DIRECTIONS FOR THIS TASK | List the areas of modern life in which the passage on nanotextiles says their products can be found.

PASSAGE |
+++++
Are nanotextiles making fabric laws wear thin? Over the past two decades, scientists have been working to create some remarkable new nanotextiles – but the laws which regulate fabrics have stayed the same. Is it time for them to be updated?

Abstract:
The manipulation of textiles is an age-old practice, starting with the furs of the animals we hunted. As agriculture and farming grew, we began to weave natural fibres, providing us with fabrics such as cotton and wool - sartorial staples we've relied on for centuries.

However, during the past two decades a new generation of textiles has emerged: nanotextiles. This integration of nanotechnology and conventional fabrics is on the increase, and its products can be found in many areas of modern life including fashion, sport and medicine.

"Our knowledge has advanced so much that we now exercise a lot more control over our textiles," explains Juan Hinestroza, from Cornell University's Fiber Science and Apparel Design department in the US. "Our imagination is the limit."

Unsurprisingly, the most mainstream use of nanotextiles is in clothing. The chances are you have some nanotextiles hanging in your wardrobe; wrinkle-free or non-iron garments have been engineered against creasing by coating the fibres with nanoparticles. Nanotechnology is also responsible for the stain-resistant fabrics found in both clothing and carpets. Tiny, nano-sized hairs are added to the surface of the material which stop liquids from being absorbed. The spill can then be wiped off without it causing a stain. Smelly feet haven't escaped the nanotextile treatment either: socks can be turned antibacterial with the addition of silver nanoparticles, which bind tightly to the cotton, eliminating bacteria before they create an odour.
+++++
EXTRACTED DATA |

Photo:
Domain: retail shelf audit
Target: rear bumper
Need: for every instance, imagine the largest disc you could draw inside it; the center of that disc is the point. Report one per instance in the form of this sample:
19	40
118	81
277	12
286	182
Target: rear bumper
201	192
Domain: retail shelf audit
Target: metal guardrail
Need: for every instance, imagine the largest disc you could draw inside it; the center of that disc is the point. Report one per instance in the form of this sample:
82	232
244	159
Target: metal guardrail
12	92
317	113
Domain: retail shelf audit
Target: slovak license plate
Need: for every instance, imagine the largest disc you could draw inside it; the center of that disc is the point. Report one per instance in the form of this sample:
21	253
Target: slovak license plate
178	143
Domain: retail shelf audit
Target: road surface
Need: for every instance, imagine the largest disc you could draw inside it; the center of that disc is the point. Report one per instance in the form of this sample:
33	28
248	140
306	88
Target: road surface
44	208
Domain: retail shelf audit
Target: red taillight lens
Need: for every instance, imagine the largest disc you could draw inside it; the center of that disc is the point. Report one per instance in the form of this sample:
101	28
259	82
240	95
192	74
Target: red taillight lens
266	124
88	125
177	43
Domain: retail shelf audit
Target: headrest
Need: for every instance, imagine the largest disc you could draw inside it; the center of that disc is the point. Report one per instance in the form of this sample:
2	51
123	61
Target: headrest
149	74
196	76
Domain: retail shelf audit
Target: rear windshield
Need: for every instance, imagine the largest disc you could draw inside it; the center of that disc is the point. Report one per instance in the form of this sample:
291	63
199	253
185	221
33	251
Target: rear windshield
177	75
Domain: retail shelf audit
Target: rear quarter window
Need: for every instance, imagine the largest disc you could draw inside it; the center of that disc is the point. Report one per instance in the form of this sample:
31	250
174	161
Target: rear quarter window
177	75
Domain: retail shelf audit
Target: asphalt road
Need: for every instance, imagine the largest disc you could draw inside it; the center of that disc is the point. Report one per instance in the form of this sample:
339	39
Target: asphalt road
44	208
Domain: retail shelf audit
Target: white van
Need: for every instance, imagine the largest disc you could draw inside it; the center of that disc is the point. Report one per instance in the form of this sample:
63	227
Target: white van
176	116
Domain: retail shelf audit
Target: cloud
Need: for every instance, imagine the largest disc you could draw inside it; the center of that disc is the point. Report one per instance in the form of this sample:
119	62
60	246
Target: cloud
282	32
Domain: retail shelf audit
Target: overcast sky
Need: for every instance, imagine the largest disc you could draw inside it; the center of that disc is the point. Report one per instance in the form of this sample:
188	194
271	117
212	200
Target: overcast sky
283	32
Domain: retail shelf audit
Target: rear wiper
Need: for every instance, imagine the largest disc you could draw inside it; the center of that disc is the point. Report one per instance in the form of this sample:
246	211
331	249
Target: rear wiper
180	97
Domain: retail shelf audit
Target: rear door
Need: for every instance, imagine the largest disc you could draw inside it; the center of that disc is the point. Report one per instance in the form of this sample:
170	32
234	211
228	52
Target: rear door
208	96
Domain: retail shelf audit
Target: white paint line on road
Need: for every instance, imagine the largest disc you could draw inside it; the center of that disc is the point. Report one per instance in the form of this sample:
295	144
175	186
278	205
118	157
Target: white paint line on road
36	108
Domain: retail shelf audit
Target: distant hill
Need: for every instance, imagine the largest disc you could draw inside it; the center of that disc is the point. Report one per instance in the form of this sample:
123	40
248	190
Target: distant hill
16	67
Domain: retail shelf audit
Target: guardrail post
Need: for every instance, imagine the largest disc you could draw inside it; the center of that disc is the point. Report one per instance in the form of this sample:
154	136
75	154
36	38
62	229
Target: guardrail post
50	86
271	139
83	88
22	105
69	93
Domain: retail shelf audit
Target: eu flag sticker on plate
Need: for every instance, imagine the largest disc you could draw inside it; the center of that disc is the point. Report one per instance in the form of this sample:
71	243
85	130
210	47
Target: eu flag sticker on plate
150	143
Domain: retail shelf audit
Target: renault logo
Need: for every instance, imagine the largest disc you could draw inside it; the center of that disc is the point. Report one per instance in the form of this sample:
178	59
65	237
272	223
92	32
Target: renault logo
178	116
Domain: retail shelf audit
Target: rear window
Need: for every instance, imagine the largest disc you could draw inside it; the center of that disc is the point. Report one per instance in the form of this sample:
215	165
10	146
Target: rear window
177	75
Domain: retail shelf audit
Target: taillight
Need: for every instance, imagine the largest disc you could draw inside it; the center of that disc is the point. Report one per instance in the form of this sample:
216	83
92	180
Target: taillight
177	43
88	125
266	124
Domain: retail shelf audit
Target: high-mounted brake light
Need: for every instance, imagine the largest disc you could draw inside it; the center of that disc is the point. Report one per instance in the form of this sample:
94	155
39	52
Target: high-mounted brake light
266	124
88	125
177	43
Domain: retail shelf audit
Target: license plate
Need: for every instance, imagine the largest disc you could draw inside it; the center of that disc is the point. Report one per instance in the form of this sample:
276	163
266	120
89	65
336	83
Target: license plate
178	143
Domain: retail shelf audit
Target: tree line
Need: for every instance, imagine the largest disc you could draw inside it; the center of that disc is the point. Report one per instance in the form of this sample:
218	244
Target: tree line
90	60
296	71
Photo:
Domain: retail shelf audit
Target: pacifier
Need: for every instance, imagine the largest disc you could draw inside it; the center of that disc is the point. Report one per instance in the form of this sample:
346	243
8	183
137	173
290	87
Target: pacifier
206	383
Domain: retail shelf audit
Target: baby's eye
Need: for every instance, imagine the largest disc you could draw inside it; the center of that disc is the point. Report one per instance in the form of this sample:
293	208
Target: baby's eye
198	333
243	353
+++++
RESPONSE AREA |
- Fashion
- Sport
- Medicine